EXERCISE INSTRUCTIONS
Without the pictures, copy all the entries below exactly.

EXTRACTED ENTRIES
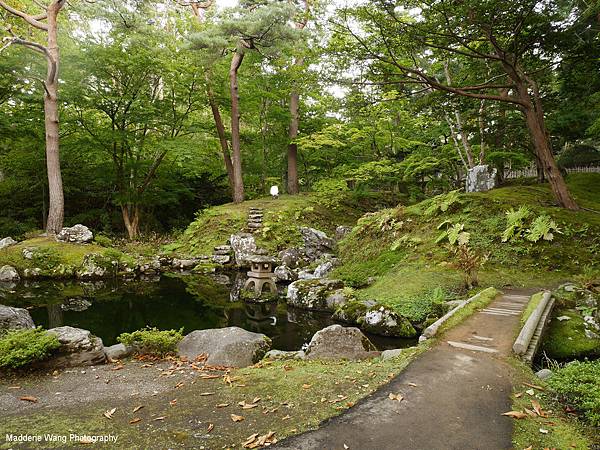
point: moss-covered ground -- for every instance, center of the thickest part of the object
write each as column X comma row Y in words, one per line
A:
column 553, row 427
column 291, row 397
column 393, row 257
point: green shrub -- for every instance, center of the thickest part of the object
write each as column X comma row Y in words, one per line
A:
column 21, row 347
column 152, row 340
column 578, row 384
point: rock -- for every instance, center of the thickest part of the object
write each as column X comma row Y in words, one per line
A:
column 36, row 272
column 9, row 273
column 243, row 246
column 285, row 274
column 14, row 318
column 293, row 258
column 481, row 178
column 306, row 275
column 78, row 348
column 118, row 351
column 231, row 346
column 325, row 268
column 337, row 342
column 317, row 295
column 543, row 374
column 184, row 264
column 280, row 355
column 316, row 243
column 75, row 304
column 341, row 232
column 7, row 242
column 221, row 259
column 79, row 234
column 389, row 354
column 375, row 318
column 94, row 266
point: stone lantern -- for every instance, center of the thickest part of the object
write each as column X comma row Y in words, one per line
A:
column 260, row 276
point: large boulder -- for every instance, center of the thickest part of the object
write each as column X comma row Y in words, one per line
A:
column 284, row 274
column 78, row 234
column 94, row 266
column 338, row 342
column 481, row 178
column 375, row 318
column 7, row 242
column 14, row 318
column 316, row 295
column 9, row 273
column 316, row 243
column 293, row 258
column 231, row 346
column 78, row 347
column 243, row 246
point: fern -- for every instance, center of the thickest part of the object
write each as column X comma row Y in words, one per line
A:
column 515, row 223
column 542, row 227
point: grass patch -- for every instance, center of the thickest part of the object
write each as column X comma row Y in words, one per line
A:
column 485, row 297
column 295, row 396
column 563, row 431
column 566, row 340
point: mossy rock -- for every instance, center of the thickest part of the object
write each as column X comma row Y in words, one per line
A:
column 374, row 318
column 566, row 339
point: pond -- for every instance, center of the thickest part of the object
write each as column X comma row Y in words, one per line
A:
column 109, row 308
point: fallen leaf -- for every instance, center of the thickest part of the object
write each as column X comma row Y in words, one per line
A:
column 535, row 386
column 515, row 414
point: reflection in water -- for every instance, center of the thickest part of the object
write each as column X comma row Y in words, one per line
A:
column 55, row 316
column 193, row 302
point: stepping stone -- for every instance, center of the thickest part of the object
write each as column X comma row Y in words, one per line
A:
column 475, row 348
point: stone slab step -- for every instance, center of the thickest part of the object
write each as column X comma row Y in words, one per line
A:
column 475, row 348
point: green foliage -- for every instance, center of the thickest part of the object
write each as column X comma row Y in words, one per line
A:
column 542, row 227
column 152, row 340
column 443, row 203
column 515, row 223
column 578, row 384
column 19, row 348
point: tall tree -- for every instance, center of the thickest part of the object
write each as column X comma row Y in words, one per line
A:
column 293, row 186
column 259, row 26
column 509, row 37
column 46, row 22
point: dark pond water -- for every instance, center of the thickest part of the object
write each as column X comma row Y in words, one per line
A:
column 108, row 309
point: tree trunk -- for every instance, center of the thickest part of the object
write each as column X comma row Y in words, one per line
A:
column 56, row 208
column 238, row 180
column 543, row 150
column 293, row 185
column 131, row 219
column 214, row 107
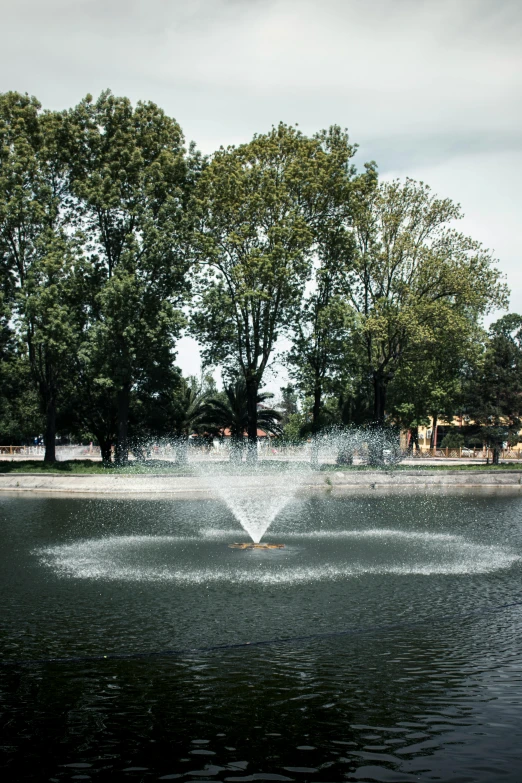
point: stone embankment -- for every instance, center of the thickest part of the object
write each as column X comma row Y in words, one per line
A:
column 191, row 486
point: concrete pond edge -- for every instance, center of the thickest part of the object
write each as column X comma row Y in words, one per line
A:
column 161, row 484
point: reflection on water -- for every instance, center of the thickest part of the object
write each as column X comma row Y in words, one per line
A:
column 431, row 701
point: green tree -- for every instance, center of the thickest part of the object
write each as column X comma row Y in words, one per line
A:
column 257, row 206
column 37, row 251
column 413, row 276
column 130, row 183
column 229, row 410
column 495, row 388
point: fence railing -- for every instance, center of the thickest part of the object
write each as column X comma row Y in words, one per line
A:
column 466, row 453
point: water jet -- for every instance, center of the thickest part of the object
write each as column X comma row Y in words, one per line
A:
column 251, row 545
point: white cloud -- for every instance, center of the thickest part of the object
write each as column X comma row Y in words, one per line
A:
column 429, row 88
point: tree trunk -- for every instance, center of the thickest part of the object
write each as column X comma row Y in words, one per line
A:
column 252, row 386
column 379, row 398
column 236, row 449
column 50, row 431
column 316, row 412
column 122, row 441
column 433, row 439
column 105, row 445
column 182, row 450
column 415, row 439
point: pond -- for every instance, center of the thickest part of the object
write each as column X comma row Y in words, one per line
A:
column 381, row 644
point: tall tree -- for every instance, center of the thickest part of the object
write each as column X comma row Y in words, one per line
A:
column 495, row 388
column 37, row 251
column 130, row 183
column 257, row 205
column 229, row 411
column 413, row 276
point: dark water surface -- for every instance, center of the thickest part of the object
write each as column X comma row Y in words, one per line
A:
column 426, row 686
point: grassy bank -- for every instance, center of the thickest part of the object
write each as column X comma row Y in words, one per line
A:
column 87, row 467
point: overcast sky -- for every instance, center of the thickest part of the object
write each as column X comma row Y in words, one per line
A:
column 430, row 89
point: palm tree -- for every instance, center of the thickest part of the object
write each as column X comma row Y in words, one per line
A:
column 229, row 411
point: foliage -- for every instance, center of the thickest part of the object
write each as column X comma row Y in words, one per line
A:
column 130, row 180
column 494, row 400
column 259, row 206
column 413, row 279
column 229, row 411
column 452, row 440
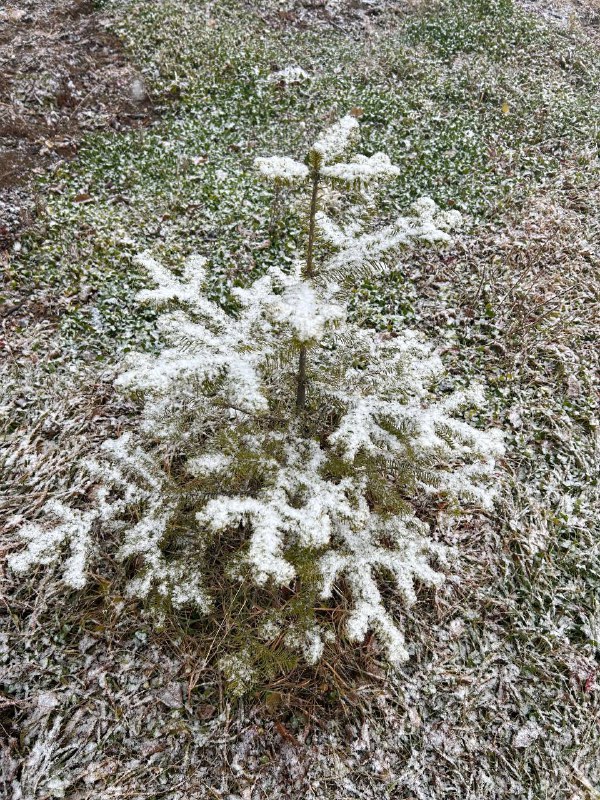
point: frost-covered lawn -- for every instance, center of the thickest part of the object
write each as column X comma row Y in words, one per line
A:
column 488, row 111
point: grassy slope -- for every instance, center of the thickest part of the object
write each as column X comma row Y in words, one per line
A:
column 490, row 112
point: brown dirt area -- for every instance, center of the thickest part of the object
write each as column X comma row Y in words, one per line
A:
column 62, row 75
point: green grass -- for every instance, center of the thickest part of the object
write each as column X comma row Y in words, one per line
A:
column 477, row 102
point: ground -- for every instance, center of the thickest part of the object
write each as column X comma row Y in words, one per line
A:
column 141, row 121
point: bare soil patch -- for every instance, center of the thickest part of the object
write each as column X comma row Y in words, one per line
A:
column 62, row 75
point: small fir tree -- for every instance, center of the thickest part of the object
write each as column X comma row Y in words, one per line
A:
column 285, row 446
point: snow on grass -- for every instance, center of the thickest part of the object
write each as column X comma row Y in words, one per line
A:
column 471, row 102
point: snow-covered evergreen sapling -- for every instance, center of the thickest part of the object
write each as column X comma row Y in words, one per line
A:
column 285, row 446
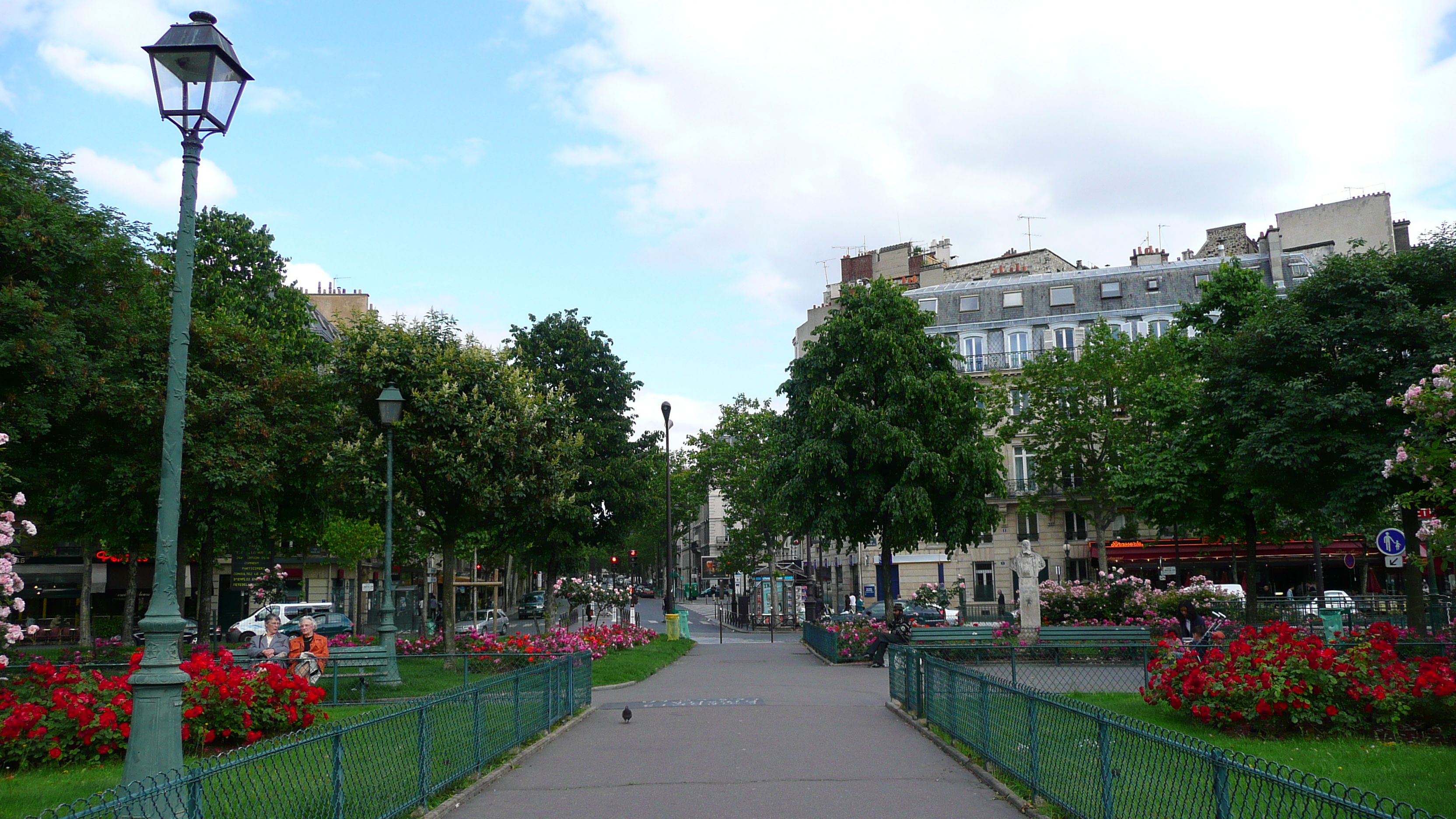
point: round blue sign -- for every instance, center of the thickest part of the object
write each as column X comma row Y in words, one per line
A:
column 1391, row 541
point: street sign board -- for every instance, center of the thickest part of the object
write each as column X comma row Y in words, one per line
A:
column 1391, row 541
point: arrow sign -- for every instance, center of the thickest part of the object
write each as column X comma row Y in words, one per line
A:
column 1391, row 542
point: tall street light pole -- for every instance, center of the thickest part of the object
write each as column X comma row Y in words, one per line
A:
column 672, row 556
column 199, row 82
column 391, row 406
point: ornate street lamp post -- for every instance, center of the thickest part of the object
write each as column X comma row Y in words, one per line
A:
column 199, row 84
column 391, row 406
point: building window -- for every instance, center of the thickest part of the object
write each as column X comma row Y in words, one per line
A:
column 975, row 347
column 1024, row 470
column 1020, row 347
column 1027, row 527
column 1077, row 527
column 985, row 582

THE COMPLETED TASK
point: moss-covered ground -- for every instance, center of the thickest part of the object
write each as column X comma row Y in words, one per line
A:
column 553, row 427
column 291, row 397
column 393, row 257
point: green shrub -- for every instance, center of the thickest part of the object
write each as column X comma row Y in words, one per line
A:
column 21, row 347
column 152, row 340
column 578, row 384
point: rock -- for every instance, center of the thickest part of the object
write each as column X comma row Y in words, one per line
A:
column 36, row 272
column 9, row 273
column 243, row 246
column 285, row 274
column 14, row 318
column 293, row 258
column 481, row 178
column 306, row 275
column 78, row 348
column 118, row 351
column 231, row 346
column 325, row 268
column 337, row 342
column 317, row 295
column 543, row 374
column 184, row 264
column 280, row 355
column 316, row 243
column 75, row 304
column 341, row 232
column 7, row 242
column 221, row 259
column 79, row 234
column 389, row 354
column 375, row 318
column 94, row 266
point: stone lantern -- for every instance, center of the thickest part of the object
write each as column X comma row Y in words, one per line
A:
column 260, row 276
point: large boulder -- for every instance, center of the thickest part of the object
write each as column X comma row Y in words, one per line
A:
column 284, row 274
column 78, row 234
column 94, row 266
column 338, row 342
column 481, row 178
column 375, row 318
column 7, row 242
column 14, row 318
column 316, row 295
column 9, row 273
column 316, row 243
column 293, row 258
column 231, row 346
column 78, row 347
column 243, row 246
point: fern -- for every instance, center of the thickest part of the object
write each as column X comma row Y in words, one per line
A:
column 515, row 223
column 542, row 227
point: grass patch -- for every instance, center of the thickest part of the object
write each as column X comma row Y in words, one per line
A:
column 485, row 297
column 295, row 396
column 563, row 431
column 566, row 340
point: mossy rock -- for every instance, center of the thickest part of the object
write each as column X comma row Y in words, one per line
A:
column 374, row 318
column 566, row 339
point: pond -- for every instance, center of the thickest part of the object
write each as column X comma row Y in words, one per line
A:
column 109, row 308
point: fallen leaf -- for every instance, center of the thickest part of the object
write each as column X comma row Y in words, one per line
A:
column 535, row 386
column 515, row 414
point: reflection in water -- for every instance, center of the thickest part of the object
write each as column X comma row Y in words, one per line
A:
column 55, row 316
column 193, row 302
point: stepping stone -- for every instance, center of the thickest part of the object
write each as column X comma row Y in words, one per line
A:
column 475, row 348
point: stone slab step -- for every instance, center of the thickest part of the object
write each as column X comma row Y in words, one per line
A:
column 475, row 348
point: green foliage -- for every instance, center of the thickest part of the object
write each as column X comma row Y in words, one per line
A:
column 542, row 227
column 152, row 340
column 443, row 203
column 515, row 223
column 578, row 384
column 19, row 348
point: tall tree -- for every instance, center of the thickest part of the object
write each as column X comma row Y in words, one per line
A:
column 293, row 186
column 259, row 26
column 509, row 37
column 46, row 22
point: dark pond water -- for every instance, center of the thickest part of the object
write each as column X comma row Y in words, one per line
A:
column 108, row 309
point: tree trunk -- for every instance, center of the thickest part of the object
write each as column X comma row Y in words, one per line
A:
column 56, row 208
column 238, row 180
column 543, row 150
column 293, row 185
column 131, row 219
column 214, row 107
point: stone embankment -- for every instance, center of the thickest part of the object
write each as column X comma row Y in words, one per line
A:
column 191, row 486
point: concrete pond edge -- for every instance, center of the thickest part of the object
write each as column X comma row Y in words, one per line
A:
column 161, row 484
point: reflection on water -- for every instance, center of the thickest part of the object
write each as column X comma row Y in words, one per line
A:
column 431, row 701
point: green tree -- for every instance, center of the thickest part of the object
write each as column X comma row Y in words, one per line
A:
column 257, row 206
column 37, row 251
column 413, row 276
column 130, row 183
column 229, row 410
column 495, row 388
point: fence railing -- for every instance, center of the thickest part of the object
write each as column X comma row Y in words, one per line
A:
column 466, row 453
point: water jet -- for every instance, center of the thickest part of the object
write each as column X comma row Y in words, one per line
A:
column 251, row 545
point: white cloud -- for every instance, center of the thickest part of the object
write each as column X comma row Y in words, one per line
A:
column 429, row 88
point: tree trunk -- for every instance, center of the thickest part of the object
write each as column X comma row Y in words, one per line
A:
column 252, row 386
column 379, row 398
column 236, row 449
column 50, row 431
column 316, row 412
column 122, row 441
column 433, row 439
column 105, row 445
column 182, row 450
column 415, row 439
point: pond -- for every instance, center of the thickest part of the object
write each as column X comma row Y in words, one per line
A:
column 381, row 644
point: tall tree -- for every instance, center of the thickest part of the object
write each as column X comma row Y in words, one per line
A:
column 495, row 388
column 37, row 251
column 130, row 183
column 257, row 205
column 229, row 411
column 413, row 276
point: dark water surface -- for every instance, center of the thickest part of the object
write each as column X comma row Y in words, one per line
A:
column 426, row 686
point: grassy bank -- for every instance, center of the thickest part of the object
write each as column X comma row Y in words, one per line
A:
column 87, row 467
point: overcast sky -- for every instance, center of the thickest part of the object
write each as column X comma row Y in words, one per line
A:
column 430, row 89
point: palm tree -- for every instance, center of the thickest part of the object
write each as column X comma row Y in words, one per line
A:
column 229, row 411
point: foliage -- for every instance, center of the thickest part of the object
write each as column X comma row Y in words, one per line
A:
column 130, row 180
column 494, row 400
column 259, row 206
column 413, row 279
column 229, row 411
column 452, row 440
point: frost-covered lawn -- for every instance, center of the thickest part of the object
write each as column X comma row Y in words, one per line
A:
column 488, row 111
point: grassy slope -- for every instance, center of the thickest part of the object
write each as column X comma row Y in words, one per line
A:
column 490, row 112
point: brown dirt area -- for every instance, center of the thickest part of the object
write each as column X comma row Y in words, one per line
A:
column 62, row 75
point: green grass -- for every instance, center of the thickest part of the object
write each as column X comma row Y in words, one per line
A:
column 477, row 102
point: ground -- for every instance, center of the thickest part of the object
write each as column X comma row Y in words, one per line
A:
column 141, row 121
point: bare soil patch -- for every instance, center of the thickest part of the object
write each as column X comma row Y in words, one per line
A:
column 62, row 75
point: small fir tree -- for every instance, center of the thickest part of the object
write each as column X comma row Y in words, one per line
A:
column 285, row 446
point: snow on grass -- for every instance, center of the thickest part of the object
write each as column X comma row Y in words, one per line
A:
column 471, row 102
point: snow-covered evergreen sapling -- for every instance, center of the thickest part of the object
write each as column X comma row Y in words, one per line
A:
column 285, row 446
point: round blue sign -- for every instance, center of the thickest part of the object
write each as column X comma row Y in words, one per line
A:
column 1391, row 541
point: street sign board -- for every instance, center of the thickest part of the object
write each as column X comma row Y in words, one per line
A:
column 1391, row 541
point: arrow sign -- for every instance, center of the thickest part of the object
write each as column X comma row Y in words, one per line
A:
column 1391, row 542
point: tall street light pole -- for every instance, center of the thickest part of the object
write each as column X comma row Y in words, one per line
A:
column 672, row 556
column 199, row 82
column 391, row 406
point: ornate street lamp post -- for every instance, center of the thickest part of the object
write each as column X comma row Y in words, one per line
A:
column 199, row 84
column 391, row 406
point: building window -- for every instance, center of the thickest part of the object
write each as column X comma row Y in words, one per line
A:
column 975, row 347
column 1024, row 470
column 1020, row 347
column 1027, row 527
column 1077, row 527
column 985, row 582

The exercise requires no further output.